- Problem to solve: Write out the part of the Jumentos text that opens with the words containing "We’ve got windy" and closes with "islands their home.", swapping "mutton snapper" for "hogfish".

- Page excerpt:
------------
The Jumentos and Ragged Island Chains descend down from the Exumas chain and make up the southernmost Islands of the Bahamas. They are remote as they come, in fact, we didn’t know it at the time but when we abruptly left Long Island, that was the last reliable phone service we’d have for 5 weeks!!

A typical beautiful Jumentos beach

The islands all follow a similar pattern, deep water drop-offs to the east and the usually protected west side is very shallow with small bays, usually featuring stunning beaches. There is prickly vegetation on these dry islands and quite often caves or blue holes carved out by the elements in the soft limestone. (not so soft on your feet though!) To me and to many, the best feature of these Islands are underwater. Here, away from the crowds, the reefs remain untouched and awe you with their beauty. They’re so alive that they make you sad for all the other spots you’ve seen in the past, where this incredible life and color has been destroyed.

We’ve got windy conditions with the forecast not looking better anytime soon. We island hop our way south, I can find lobster on the west side but the winds keep me away from the prime spearfishing grounds on the east side, I’m very sad to have to pass by all this hallowed spearing grounds without getting a chance to explore more. The silver lining is that I end up exploring the passes between the islands I might have passed by otherwise. I manage a nice mutton snapper at one such pass, big enough to make a dinner for a couple nights.

Oh yeah, forgot to mention the lobsters were Huge!!

Meanwhile Alyssa, has been doing her best exploring on the mostly uninhabited islands, when we make it down to ragged she has an incredible encounter with one of the few people that make these islands their home.

Alyssa Tells of her adventure:

While Adam went out spear fishing, I tagged along for as long as I could, but 4 hours of spear fishing is about my max! Still up for an adventure, and hoping to have to social interaction. I took the paddle board and landed at the prettiest beach I could find. As I strolled the empty but pristine white beach I couldn’t help but think this place is absolute heaven- wishing I could land a nice beach bungalow right off the shore and live out our days spearfishing, paddle boarding and exploring the little surrounding islands.
------------
- Listing:

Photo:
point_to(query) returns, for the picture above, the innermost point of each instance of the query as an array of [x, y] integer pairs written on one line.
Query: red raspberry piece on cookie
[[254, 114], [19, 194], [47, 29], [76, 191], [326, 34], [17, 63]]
------------
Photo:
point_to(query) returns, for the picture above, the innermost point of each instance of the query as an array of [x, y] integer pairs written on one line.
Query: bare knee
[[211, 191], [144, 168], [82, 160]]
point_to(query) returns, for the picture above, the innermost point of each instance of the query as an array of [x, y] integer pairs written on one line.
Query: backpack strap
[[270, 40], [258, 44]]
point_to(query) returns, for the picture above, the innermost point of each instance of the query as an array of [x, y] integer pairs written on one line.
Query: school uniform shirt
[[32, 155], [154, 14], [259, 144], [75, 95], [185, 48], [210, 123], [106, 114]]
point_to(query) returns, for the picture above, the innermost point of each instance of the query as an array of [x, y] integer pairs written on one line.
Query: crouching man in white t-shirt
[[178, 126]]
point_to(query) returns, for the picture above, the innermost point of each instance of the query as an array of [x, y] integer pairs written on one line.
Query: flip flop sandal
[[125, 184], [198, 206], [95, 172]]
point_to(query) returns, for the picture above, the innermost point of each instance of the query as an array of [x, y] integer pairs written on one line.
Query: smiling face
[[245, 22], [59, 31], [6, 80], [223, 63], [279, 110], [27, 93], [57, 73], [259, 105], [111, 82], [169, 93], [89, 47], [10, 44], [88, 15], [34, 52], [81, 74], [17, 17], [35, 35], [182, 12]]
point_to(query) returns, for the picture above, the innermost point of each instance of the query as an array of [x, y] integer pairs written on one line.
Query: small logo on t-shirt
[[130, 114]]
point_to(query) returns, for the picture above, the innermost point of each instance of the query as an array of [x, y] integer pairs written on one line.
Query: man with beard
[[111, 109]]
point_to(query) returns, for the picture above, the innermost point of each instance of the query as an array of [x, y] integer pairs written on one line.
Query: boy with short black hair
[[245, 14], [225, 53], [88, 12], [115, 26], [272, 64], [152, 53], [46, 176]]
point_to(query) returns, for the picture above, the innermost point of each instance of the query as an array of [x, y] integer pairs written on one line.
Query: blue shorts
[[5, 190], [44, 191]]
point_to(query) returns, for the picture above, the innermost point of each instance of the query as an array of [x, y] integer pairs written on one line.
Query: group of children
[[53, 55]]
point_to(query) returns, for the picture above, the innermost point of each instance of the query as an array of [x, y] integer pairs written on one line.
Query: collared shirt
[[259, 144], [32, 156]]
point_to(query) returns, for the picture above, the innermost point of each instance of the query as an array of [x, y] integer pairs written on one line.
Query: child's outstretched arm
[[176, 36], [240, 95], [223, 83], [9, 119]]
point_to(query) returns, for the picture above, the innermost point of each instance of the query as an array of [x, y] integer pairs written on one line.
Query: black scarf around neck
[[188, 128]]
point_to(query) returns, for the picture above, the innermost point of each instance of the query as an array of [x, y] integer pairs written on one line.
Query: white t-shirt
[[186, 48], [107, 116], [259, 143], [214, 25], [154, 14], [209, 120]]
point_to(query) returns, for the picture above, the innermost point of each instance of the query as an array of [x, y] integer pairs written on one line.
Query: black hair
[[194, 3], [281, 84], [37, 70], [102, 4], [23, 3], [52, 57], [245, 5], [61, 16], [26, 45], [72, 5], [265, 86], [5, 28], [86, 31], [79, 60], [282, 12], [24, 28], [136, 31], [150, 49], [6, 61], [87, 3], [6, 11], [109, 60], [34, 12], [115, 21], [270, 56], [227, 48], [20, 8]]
------------
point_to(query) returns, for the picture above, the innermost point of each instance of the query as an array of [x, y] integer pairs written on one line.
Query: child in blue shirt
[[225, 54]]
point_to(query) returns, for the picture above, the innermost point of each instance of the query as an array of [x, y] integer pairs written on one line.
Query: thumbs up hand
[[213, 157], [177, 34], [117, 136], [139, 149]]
------------
- Response for this exercise:
We’ve got windy conditions with the forecast not looking better anytime soon. We island hop our way south, I can find lobster on the west side but the winds keep me away from the prime spearfishing grounds on the east side, I’m very sad to have to pass by all this hallowed spearing grounds without getting a chance to explore more. The silver lining is that I end up exploring the passes between the islands I might have passed by otherwise. I manage a nice hogfish at one such pass, big enough to make a dinner for a couple nights.

Oh yeah, forgot to mention the lobsters were Huge!!

Meanwhile Alyssa, has been doing her best exploring on the mostly uninhabited islands, when we make it down to ragged she has an incredible encounter with one of the few people that make these islands their home.